• _WORK REQUEST 1_:
Using the Gaza news update below, decide whether each statement agrees with it. Answer yes or no for each, and quote the words from the text that settle it.
(a) The supplies the UN team brought to Al-Shifa Hospital were meant for about 500 people.
(b) Since yesterday, supplies have entered Gaza only through the Rafah crossing.
(c) The telecommunications shutdown was on its third day.
• _WORK REQUEST 2_: Carry on the Gaza news update below, starting right after its last sentence.

• _SUPPLIED TEXT_:
□ □ □ □ □

Today's top news: Occupied Palestinian Territory, Myanmar

Inside of a hospital - people with bandages are lying on rows of hospital beds in a crammed space.
A joint UN mission visited Al-Shifa Hospital in north Gaza on 16 December to deliver health supplies and assess the situation in the facility. Partners in the mission included the World Health Organization, OCHA, UN Department for Safety and Security, and the UN Mine Action Service. WHO.

 

Occupied Palestinian Territory

Efforts are underway to restore telecommunications services, on the fifth day of a shutdown that has hindered humanitarian operations and access to information. 

Since yesterday, humanitarian supplies have entered Gaza through both the Rafah and Kerem Shalom crossings. While this is a positive development, the conditions to deliver humanitarian operations at a scale that respond to people’s needs still do not exist, as the fighting continues. 

On Friday, the World Food Programme through its partners distributed more than 9,000 hot meals to internally displaced people in three locations in Rafah and Deir Al Balah. Together with UNRWA, WFP are bringing in and distributing flour and other supplies to bakeries south of Wadi Gaza.

And on Saturday, a joint UN mission reached Al-Shifa Hospital in north Gaza to deliver health supplies and assess the situation. The team brought medicines, surgical supplies, orthopedic surgery equipment, and anesthesia materials and drugs for about 500 people.

It’s the third humanitarian convoy that has managed to reach north Gaza since fighting resumed after the humanitarian pause ended on December 1st.

The World Health Organization reports that Al-Shifa Hospital is only minimally functional. The UN team that reached the hospital on Saturday described the emergency department as a "bloodbath," with hundreds of injured patients and more arriving every minute.

As hostilities continue and health needs increase, it is critical that Al-Shifa and other hospitals across the Gaza Strip are urgently restored.

□ □ □ □ □

• _STUDY MATERIAL_:

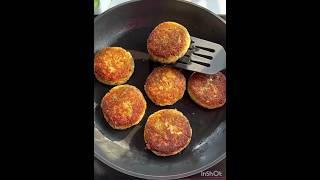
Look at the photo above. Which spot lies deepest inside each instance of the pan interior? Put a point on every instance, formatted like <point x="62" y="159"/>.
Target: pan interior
<point x="128" y="26"/>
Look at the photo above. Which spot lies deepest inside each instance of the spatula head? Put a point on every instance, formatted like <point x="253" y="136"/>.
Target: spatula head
<point x="203" y="56"/>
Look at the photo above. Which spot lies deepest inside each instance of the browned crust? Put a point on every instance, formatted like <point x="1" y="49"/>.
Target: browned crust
<point x="113" y="65"/>
<point x="167" y="132"/>
<point x="168" y="42"/>
<point x="123" y="106"/>
<point x="208" y="91"/>
<point x="165" y="85"/>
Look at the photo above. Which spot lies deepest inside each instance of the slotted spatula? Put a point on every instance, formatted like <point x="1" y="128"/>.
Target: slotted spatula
<point x="203" y="56"/>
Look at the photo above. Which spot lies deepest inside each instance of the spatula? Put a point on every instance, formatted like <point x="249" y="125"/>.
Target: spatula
<point x="203" y="56"/>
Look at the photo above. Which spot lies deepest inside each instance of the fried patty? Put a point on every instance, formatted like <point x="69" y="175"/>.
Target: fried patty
<point x="123" y="106"/>
<point x="208" y="91"/>
<point x="165" y="85"/>
<point x="167" y="132"/>
<point x="168" y="42"/>
<point x="113" y="65"/>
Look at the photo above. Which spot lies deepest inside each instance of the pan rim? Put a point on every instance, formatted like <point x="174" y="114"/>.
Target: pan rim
<point x="147" y="176"/>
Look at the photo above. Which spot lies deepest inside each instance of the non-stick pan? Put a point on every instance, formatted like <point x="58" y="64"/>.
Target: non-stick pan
<point x="128" y="25"/>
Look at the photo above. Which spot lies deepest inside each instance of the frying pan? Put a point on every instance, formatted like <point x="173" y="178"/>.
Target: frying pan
<point x="128" y="25"/>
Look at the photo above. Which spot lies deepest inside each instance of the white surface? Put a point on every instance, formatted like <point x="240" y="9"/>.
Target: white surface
<point x="216" y="6"/>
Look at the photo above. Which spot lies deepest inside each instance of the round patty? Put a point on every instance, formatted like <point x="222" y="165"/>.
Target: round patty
<point x="168" y="42"/>
<point x="208" y="91"/>
<point x="113" y="65"/>
<point x="123" y="106"/>
<point x="167" y="132"/>
<point x="165" y="85"/>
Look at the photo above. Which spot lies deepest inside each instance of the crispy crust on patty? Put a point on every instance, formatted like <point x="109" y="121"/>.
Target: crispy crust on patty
<point x="167" y="132"/>
<point x="113" y="65"/>
<point x="123" y="106"/>
<point x="165" y="85"/>
<point x="208" y="91"/>
<point x="168" y="42"/>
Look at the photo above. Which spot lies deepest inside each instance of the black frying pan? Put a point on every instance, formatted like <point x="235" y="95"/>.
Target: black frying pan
<point x="128" y="25"/>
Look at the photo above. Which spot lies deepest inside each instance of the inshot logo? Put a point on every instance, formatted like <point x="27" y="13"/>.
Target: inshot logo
<point x="210" y="173"/>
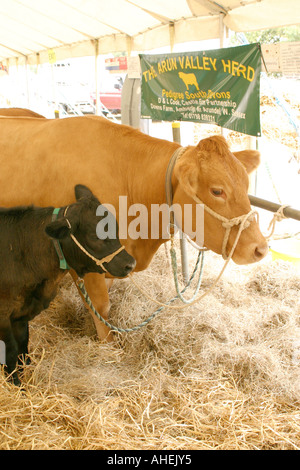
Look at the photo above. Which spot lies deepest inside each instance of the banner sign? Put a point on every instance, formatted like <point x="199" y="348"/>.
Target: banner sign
<point x="219" y="87"/>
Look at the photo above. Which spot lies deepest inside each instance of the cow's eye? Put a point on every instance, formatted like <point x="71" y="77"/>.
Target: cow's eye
<point x="217" y="192"/>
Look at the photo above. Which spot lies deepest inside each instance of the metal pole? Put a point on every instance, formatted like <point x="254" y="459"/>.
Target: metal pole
<point x="96" y="77"/>
<point x="273" y="207"/>
<point x="183" y="242"/>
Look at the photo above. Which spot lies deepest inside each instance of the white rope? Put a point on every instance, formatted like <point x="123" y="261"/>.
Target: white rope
<point x="99" y="262"/>
<point x="277" y="217"/>
<point x="244" y="220"/>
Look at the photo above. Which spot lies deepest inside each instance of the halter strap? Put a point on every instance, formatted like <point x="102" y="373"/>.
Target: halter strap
<point x="242" y="220"/>
<point x="62" y="260"/>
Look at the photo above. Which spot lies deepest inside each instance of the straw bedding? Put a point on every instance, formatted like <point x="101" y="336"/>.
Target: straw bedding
<point x="224" y="374"/>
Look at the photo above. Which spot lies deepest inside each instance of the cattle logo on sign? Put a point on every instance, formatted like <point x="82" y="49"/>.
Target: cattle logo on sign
<point x="216" y="87"/>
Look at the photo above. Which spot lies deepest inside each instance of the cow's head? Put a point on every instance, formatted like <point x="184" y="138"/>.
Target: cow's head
<point x="83" y="250"/>
<point x="212" y="173"/>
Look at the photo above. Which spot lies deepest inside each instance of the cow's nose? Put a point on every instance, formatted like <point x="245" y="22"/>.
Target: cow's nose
<point x="261" y="251"/>
<point x="130" y="266"/>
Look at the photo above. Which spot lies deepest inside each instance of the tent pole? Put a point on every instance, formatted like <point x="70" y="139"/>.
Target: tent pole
<point x="96" y="77"/>
<point x="27" y="83"/>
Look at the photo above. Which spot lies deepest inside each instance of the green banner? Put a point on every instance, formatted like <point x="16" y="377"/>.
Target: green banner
<point x="219" y="87"/>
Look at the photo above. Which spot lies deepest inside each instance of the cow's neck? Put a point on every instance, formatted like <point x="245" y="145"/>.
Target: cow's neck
<point x="146" y="186"/>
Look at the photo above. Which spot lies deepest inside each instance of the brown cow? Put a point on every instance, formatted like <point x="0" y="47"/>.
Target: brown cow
<point x="42" y="160"/>
<point x="19" y="112"/>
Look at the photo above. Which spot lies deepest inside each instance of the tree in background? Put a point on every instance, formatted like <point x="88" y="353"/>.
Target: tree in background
<point x="270" y="36"/>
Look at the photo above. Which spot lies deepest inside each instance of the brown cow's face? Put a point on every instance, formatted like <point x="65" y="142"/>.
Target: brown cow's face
<point x="219" y="178"/>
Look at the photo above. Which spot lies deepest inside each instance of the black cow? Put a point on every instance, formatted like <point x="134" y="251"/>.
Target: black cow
<point x="30" y="267"/>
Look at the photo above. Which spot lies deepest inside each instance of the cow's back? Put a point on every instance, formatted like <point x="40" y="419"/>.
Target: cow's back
<point x="42" y="160"/>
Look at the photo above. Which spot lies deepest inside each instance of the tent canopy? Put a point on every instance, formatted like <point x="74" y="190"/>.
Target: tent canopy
<point x="72" y="28"/>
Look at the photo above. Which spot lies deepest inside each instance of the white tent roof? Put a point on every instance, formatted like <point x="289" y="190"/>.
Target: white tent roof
<point x="70" y="27"/>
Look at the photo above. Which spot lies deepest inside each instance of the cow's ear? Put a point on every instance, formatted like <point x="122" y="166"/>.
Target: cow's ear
<point x="249" y="158"/>
<point x="187" y="173"/>
<point x="82" y="191"/>
<point x="58" y="229"/>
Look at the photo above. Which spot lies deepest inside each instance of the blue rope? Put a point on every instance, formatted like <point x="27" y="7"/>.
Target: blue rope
<point x="81" y="286"/>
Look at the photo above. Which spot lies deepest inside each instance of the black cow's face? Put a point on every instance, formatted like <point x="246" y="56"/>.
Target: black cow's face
<point x="81" y="222"/>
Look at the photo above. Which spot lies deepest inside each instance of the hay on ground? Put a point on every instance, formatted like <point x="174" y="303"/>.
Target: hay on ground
<point x="224" y="374"/>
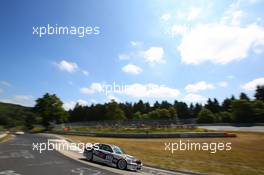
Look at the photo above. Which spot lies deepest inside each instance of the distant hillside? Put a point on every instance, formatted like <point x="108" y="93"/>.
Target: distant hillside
<point x="13" y="115"/>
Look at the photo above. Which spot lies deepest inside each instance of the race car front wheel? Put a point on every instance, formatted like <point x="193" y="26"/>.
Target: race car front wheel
<point x="89" y="156"/>
<point x="122" y="164"/>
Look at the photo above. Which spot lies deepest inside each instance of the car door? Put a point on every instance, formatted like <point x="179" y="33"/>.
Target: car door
<point x="108" y="152"/>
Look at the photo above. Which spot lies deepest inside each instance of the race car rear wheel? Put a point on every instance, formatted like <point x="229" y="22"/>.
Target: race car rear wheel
<point x="122" y="164"/>
<point x="89" y="156"/>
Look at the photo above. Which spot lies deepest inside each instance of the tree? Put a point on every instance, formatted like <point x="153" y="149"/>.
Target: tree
<point x="224" y="117"/>
<point x="114" y="112"/>
<point x="213" y="105"/>
<point x="30" y="121"/>
<point x="242" y="111"/>
<point x="226" y="105"/>
<point x="139" y="107"/>
<point x="181" y="109"/>
<point x="206" y="116"/>
<point x="49" y="107"/>
<point x="260" y="93"/>
<point x="243" y="96"/>
<point x="258" y="107"/>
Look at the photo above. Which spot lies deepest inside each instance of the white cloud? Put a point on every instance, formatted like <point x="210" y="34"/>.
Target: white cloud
<point x="150" y="90"/>
<point x="71" y="104"/>
<point x="199" y="86"/>
<point x="219" y="44"/>
<point x="93" y="88"/>
<point x="132" y="69"/>
<point x="112" y="97"/>
<point x="26" y="100"/>
<point x="230" y="76"/>
<point x="86" y="73"/>
<point x="23" y="97"/>
<point x="154" y="55"/>
<point x="178" y="30"/>
<point x="252" y="85"/>
<point x="136" y="43"/>
<point x="222" y="84"/>
<point x="195" y="98"/>
<point x="5" y="83"/>
<point x="194" y="13"/>
<point x="165" y="17"/>
<point x="67" y="66"/>
<point x="124" y="57"/>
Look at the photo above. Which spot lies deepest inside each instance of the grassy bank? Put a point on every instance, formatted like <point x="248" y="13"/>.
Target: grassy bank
<point x="137" y="130"/>
<point x="246" y="156"/>
<point x="5" y="138"/>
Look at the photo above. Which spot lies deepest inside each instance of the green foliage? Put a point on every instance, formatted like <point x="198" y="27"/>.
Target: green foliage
<point x="50" y="109"/>
<point x="114" y="112"/>
<point x="260" y="93"/>
<point x="206" y="116"/>
<point x="242" y="111"/>
<point x="12" y="115"/>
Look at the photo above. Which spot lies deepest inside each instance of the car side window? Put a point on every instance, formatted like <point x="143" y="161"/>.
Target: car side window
<point x="106" y="148"/>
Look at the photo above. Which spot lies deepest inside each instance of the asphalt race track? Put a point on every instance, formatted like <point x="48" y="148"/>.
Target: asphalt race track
<point x="18" y="158"/>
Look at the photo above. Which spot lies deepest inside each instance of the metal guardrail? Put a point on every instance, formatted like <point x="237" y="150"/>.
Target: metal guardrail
<point x="150" y="135"/>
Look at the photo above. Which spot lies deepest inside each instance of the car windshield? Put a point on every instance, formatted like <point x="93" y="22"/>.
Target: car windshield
<point x="118" y="150"/>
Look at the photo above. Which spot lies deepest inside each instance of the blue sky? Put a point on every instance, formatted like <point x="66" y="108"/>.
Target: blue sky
<point x="155" y="50"/>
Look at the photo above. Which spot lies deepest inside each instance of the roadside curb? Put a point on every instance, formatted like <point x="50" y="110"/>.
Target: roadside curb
<point x="150" y="135"/>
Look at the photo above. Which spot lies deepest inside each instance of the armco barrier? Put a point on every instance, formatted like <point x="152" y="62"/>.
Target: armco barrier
<point x="146" y="135"/>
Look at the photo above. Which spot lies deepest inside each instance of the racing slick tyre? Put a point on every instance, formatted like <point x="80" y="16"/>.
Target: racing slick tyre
<point x="122" y="164"/>
<point x="89" y="156"/>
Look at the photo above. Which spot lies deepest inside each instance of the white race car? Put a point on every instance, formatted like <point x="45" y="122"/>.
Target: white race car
<point x="113" y="156"/>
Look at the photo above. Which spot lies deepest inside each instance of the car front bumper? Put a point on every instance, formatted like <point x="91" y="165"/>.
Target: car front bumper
<point x="134" y="166"/>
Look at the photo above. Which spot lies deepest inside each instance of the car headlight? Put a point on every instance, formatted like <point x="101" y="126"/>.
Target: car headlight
<point x="129" y="161"/>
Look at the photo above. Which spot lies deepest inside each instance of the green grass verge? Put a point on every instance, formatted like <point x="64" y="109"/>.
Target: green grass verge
<point x="136" y="130"/>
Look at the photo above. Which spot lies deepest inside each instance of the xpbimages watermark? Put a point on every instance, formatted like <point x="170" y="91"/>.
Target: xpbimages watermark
<point x="211" y="147"/>
<point x="79" y="31"/>
<point x="62" y="145"/>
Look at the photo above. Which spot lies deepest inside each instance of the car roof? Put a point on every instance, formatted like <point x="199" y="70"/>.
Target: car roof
<point x="111" y="145"/>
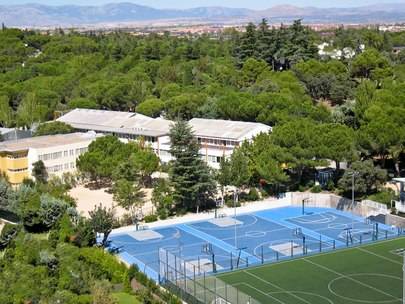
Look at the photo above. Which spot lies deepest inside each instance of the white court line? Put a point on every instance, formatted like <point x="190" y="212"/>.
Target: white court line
<point x="259" y="291"/>
<point x="275" y="285"/>
<point x="350" y="278"/>
<point x="339" y="250"/>
<point x="117" y="242"/>
<point x="380" y="256"/>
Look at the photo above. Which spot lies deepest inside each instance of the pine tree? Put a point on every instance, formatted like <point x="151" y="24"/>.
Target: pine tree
<point x="39" y="172"/>
<point x="190" y="176"/>
<point x="247" y="43"/>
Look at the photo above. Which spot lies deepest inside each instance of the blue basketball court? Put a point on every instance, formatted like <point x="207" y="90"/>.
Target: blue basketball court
<point x="226" y="243"/>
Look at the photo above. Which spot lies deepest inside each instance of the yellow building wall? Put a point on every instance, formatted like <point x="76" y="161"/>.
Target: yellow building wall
<point x="8" y="165"/>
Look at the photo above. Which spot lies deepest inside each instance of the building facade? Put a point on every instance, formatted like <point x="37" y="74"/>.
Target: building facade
<point x="58" y="153"/>
<point x="218" y="138"/>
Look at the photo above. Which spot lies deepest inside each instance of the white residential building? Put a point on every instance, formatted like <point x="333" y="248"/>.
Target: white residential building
<point x="58" y="153"/>
<point x="218" y="138"/>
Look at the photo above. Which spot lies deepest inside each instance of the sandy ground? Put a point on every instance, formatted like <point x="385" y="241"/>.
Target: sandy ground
<point x="86" y="200"/>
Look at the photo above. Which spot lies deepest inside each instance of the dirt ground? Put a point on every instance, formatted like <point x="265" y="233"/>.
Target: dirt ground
<point x="86" y="200"/>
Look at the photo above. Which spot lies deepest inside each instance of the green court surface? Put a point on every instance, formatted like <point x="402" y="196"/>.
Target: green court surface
<point x="361" y="275"/>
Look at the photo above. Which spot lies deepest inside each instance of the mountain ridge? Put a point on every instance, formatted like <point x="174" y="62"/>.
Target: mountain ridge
<point x="39" y="15"/>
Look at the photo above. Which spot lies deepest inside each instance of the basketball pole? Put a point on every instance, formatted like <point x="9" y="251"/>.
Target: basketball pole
<point x="234" y="208"/>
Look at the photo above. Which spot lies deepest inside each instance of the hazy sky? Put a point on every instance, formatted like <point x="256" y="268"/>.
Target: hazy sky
<point x="253" y="4"/>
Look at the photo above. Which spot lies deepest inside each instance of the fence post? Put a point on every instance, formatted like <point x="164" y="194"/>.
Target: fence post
<point x="320" y="243"/>
<point x="205" y="290"/>
<point x="185" y="276"/>
<point x="292" y="249"/>
<point x="167" y="264"/>
<point x="175" y="268"/>
<point x="231" y="261"/>
<point x="262" y="254"/>
<point x="195" y="285"/>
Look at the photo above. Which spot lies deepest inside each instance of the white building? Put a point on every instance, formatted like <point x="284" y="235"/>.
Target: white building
<point x="58" y="153"/>
<point x="218" y="138"/>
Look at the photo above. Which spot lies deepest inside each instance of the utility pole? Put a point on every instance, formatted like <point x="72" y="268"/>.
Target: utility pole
<point x="403" y="278"/>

□ □ □ □ □

• _TASK OUTPUT 1_:
(a) Yes: "anesthesia materials and drugs for about 500 people."
(b) No: "through both the Rafah and Kerem Shalom crossings."
(c) No: "on the fifth day of a shutdown"

• _TASK OUTPUT 2_:
Myanmar

The UN and our humanitarian partners today published the Humanitarian Needs and Response Plan for the country for 2024. The Plan paints a grim picture of the humanitarian situation in the country three years after the military takeover. 

A third of the population – or 18.6 million people – needs humanitarian assistance. This is a million more people than last year and almost 19 times the number of people requiring assistance before the military takeover.

Children are bearing the brunt of the crisis. Some six million of them need aid due to displacement, interrupted health care and education, food insecurity and malnutrition, as well as protection risks, including forced recruitment and mental distress. 

The economic situation is placing families in increasing financial distress. 

Interruptions to agriculture, as well as rapid inflation, are making it increasingly difficult for people to access and afford adequate food, raising the spectre of increased malnutrition. 

The health system is in crisis and millions are without safe shelter or drinking water. 

Women, girls, people with disabilities and stateless Rohingya people are among those impacted the most by this dangerous environment. 

In the face of soaring needs, humanitarians have prioritized 5.3 million people for urgent assistance in 2024 and will need US$994 million.